## Exercise
Continue the news article about the Lakeside Civic Players staging "A Year with Frog and Toad," starting right after its last sentence.
=== Text excerpt ===
Frog and Toad take the stage!

December 4, 2013

frog_and_toad_lakeshore_civic_playersStarts this weekend at arts center

By Carrie Klemm, MCP Correspondent

LUDINGTON – Parents, get your kids ready for the show! Lakeside Civic Players is presenting “A Year with Frog and Toad” at the Ludington Area Center for the Arts, performances start this weekend.

Based on the fictional characters of Arnold Lobel, this musical adaptation was written by Robert Reale and Willie Reale. The show follows the whimsical adventures of two best friends, Frog and Toad, as they make their way through all four seasons.

In the Lakeside Civic Players’ rendition, Frog will be played by Chip Bowden and Toad by Cody Hodges.

“You really couldn’t put on a production like this without amazing directors as well as a perfectly chosen cast and crew,” said Bowden.
=== Dataset rows ===
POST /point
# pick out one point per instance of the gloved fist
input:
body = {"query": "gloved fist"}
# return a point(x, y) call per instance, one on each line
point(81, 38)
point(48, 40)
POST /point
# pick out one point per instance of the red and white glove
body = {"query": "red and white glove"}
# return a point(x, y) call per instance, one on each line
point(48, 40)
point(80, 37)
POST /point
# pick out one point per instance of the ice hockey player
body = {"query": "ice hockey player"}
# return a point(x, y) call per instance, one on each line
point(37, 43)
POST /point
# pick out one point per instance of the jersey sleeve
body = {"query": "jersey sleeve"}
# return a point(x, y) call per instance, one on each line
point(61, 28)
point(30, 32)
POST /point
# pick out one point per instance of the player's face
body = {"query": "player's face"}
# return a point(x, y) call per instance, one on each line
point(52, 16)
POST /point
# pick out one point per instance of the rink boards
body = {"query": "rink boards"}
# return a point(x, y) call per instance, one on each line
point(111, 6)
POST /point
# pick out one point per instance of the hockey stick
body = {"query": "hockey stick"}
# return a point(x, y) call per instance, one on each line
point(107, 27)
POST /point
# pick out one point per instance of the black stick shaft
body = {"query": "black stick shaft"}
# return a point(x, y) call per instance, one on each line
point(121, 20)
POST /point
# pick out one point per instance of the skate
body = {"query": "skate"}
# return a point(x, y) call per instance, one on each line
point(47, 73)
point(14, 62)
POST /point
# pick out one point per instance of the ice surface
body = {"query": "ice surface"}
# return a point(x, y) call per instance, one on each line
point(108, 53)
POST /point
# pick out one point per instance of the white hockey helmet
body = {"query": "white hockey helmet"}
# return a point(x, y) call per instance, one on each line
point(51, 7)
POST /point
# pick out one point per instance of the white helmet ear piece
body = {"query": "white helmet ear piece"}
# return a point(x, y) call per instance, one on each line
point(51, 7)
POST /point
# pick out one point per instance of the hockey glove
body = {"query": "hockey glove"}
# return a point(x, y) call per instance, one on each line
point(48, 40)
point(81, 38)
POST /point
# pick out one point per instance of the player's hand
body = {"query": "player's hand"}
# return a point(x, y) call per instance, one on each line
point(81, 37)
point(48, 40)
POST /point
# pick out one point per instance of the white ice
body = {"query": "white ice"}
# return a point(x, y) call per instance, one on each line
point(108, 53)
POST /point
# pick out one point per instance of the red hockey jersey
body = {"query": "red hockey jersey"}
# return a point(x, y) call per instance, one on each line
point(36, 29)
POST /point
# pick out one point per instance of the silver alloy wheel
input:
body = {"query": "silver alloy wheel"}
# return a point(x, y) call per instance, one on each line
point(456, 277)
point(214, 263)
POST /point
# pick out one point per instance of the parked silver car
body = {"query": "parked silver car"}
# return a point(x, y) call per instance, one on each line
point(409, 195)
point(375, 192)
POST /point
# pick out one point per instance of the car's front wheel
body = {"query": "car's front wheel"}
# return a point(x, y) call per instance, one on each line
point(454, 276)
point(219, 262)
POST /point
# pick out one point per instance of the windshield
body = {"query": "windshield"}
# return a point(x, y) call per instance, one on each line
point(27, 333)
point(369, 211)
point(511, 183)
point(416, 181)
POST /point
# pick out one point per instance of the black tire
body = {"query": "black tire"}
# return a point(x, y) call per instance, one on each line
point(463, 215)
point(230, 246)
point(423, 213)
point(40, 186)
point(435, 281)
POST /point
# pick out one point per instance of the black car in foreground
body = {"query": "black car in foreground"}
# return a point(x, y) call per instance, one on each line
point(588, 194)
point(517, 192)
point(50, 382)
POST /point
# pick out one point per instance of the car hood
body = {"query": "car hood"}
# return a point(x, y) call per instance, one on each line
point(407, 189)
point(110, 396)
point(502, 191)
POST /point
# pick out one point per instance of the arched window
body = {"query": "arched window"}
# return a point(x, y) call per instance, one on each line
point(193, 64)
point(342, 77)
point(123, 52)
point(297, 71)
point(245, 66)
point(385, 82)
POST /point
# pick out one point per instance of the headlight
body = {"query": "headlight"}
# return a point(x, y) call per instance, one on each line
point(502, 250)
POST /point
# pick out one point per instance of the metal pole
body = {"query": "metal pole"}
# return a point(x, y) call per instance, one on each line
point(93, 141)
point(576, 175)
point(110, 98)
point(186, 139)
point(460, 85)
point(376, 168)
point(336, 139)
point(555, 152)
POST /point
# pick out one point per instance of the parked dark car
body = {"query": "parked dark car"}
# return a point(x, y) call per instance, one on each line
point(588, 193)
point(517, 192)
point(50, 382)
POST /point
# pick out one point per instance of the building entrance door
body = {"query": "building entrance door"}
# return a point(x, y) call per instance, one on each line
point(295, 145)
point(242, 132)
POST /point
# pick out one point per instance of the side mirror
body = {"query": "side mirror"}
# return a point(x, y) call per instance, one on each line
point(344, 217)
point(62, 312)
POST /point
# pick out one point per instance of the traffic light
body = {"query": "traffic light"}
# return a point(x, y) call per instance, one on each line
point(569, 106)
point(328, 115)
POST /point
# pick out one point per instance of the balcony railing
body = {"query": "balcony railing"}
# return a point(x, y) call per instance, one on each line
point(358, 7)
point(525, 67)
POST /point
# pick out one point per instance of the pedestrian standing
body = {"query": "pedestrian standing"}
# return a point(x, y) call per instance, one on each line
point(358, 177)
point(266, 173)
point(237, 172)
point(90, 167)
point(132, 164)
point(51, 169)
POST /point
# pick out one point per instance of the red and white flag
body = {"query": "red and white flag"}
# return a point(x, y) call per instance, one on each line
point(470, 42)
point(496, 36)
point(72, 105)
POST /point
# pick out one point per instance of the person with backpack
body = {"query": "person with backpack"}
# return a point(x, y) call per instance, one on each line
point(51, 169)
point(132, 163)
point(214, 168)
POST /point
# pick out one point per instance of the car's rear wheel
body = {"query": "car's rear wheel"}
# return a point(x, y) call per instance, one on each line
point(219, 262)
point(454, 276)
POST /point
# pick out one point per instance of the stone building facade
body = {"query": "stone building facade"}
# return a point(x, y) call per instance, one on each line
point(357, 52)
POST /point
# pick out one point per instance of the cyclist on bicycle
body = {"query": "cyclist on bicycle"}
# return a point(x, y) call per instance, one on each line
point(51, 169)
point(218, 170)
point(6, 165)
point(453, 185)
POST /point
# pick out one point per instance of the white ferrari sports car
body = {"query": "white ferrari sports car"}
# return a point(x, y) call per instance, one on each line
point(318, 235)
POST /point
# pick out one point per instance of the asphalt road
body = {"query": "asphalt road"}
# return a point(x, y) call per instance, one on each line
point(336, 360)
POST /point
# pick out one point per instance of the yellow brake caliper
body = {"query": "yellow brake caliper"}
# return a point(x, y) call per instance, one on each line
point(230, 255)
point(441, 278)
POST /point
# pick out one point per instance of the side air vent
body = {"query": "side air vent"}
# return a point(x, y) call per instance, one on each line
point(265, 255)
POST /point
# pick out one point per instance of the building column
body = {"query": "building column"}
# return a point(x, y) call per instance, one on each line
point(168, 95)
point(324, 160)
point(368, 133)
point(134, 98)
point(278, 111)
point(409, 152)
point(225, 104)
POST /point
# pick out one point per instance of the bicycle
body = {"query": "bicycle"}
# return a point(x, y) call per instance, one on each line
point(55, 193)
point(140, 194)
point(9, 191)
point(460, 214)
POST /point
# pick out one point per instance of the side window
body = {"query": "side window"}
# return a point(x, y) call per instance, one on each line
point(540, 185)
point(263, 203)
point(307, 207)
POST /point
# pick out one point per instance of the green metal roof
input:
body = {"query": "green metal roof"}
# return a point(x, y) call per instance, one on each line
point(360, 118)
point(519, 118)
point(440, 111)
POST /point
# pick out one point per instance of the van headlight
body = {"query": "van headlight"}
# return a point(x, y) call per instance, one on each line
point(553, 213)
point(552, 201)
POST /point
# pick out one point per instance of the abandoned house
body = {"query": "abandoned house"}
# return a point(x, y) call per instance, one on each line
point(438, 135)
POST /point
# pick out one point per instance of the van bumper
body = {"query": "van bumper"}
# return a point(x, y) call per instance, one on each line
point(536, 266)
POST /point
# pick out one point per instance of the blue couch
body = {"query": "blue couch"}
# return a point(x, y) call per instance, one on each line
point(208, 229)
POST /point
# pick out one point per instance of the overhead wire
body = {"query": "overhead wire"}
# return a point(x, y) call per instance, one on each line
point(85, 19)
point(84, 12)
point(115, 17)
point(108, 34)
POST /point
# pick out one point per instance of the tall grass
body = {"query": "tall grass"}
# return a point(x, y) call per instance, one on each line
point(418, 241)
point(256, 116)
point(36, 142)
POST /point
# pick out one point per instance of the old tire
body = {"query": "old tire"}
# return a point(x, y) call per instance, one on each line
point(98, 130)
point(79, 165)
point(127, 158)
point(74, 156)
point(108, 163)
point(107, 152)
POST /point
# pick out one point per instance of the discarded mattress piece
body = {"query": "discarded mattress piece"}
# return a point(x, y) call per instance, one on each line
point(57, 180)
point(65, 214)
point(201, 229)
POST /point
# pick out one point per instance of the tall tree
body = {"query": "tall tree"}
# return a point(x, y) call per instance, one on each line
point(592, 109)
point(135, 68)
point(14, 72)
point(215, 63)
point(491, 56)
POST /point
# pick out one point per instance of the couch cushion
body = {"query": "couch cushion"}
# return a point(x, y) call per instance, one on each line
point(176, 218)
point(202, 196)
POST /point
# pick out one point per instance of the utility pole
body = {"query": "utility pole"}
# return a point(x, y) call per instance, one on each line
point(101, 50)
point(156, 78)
===
## Result of the exercise
Both Bowden and Hodges have been in numerous productions in years past. When asked what would be the best way to contact each of them, “smoke signals,” they responded in unison, further solidifying that they are good friends, both on and off stage.

First-time directors Heather Venzke Tykoski and Carrie Kosla have been working together to bring the play into fruition since before auditions in October.

“We have both worked in the other areas of stage productions, performing, advertising, publicity, et cetera, but neither of us have taken a seat in the director’s chair before this show,” Tykoski admitted. “It has worked out well. Carrie heads up the musical direction and I focus on the stage and publicity. We wouldn’t have been able to do any of it without tricks of the trade from Marty Cupp.”

Based on a drawing of the set by Heather Catron, backstage aficionado, Cupp worked with local artist and creative mind, Erica Karmeisool to bring the stage to life. Since 1997, Cupp has worked on sets at West Shore Community College, The Ramsdell Theatre in Manistee, Ludington High School and Manistee High School as well as the center for the arts. In doing so, she learned a few secrets to a successful stage presentation.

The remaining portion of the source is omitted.